[Opening Exercise materials section]

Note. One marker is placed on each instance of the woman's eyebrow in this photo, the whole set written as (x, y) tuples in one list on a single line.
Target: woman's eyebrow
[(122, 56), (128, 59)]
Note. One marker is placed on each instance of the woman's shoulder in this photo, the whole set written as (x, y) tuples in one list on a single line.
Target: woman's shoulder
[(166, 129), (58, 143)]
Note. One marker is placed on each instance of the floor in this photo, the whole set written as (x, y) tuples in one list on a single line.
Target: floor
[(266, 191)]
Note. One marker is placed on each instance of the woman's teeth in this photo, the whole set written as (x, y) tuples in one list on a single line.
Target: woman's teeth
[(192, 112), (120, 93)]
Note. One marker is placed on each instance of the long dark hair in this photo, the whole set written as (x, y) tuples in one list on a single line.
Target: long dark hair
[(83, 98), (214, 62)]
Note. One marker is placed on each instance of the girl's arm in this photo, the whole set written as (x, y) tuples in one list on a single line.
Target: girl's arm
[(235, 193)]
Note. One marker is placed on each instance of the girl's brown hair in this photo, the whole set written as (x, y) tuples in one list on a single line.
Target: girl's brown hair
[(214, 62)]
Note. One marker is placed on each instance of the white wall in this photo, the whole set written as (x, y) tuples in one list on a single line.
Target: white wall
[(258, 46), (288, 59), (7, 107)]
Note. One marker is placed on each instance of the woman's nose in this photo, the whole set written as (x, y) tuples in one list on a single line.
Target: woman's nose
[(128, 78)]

[Closing Exercise materials section]

* [Exercise goal]: Return, exactly as written, the "Target: girl's brown hair" line and each line after it through the end of the listing above.

* [Finished exercise]:
Target: girl's brown hair
[(214, 62)]
Note. One marker is placed on each instance of the white wall in this photo, the whole set written as (x, y) tuples in one list on a single line.
Target: white wall
[(258, 46), (288, 59), (7, 107)]
Note. One marker is placed on each instance of the woman's nose in this photo, the whole set written as (x, y) tuples in one list on a single line.
Target: woman's nose
[(128, 78)]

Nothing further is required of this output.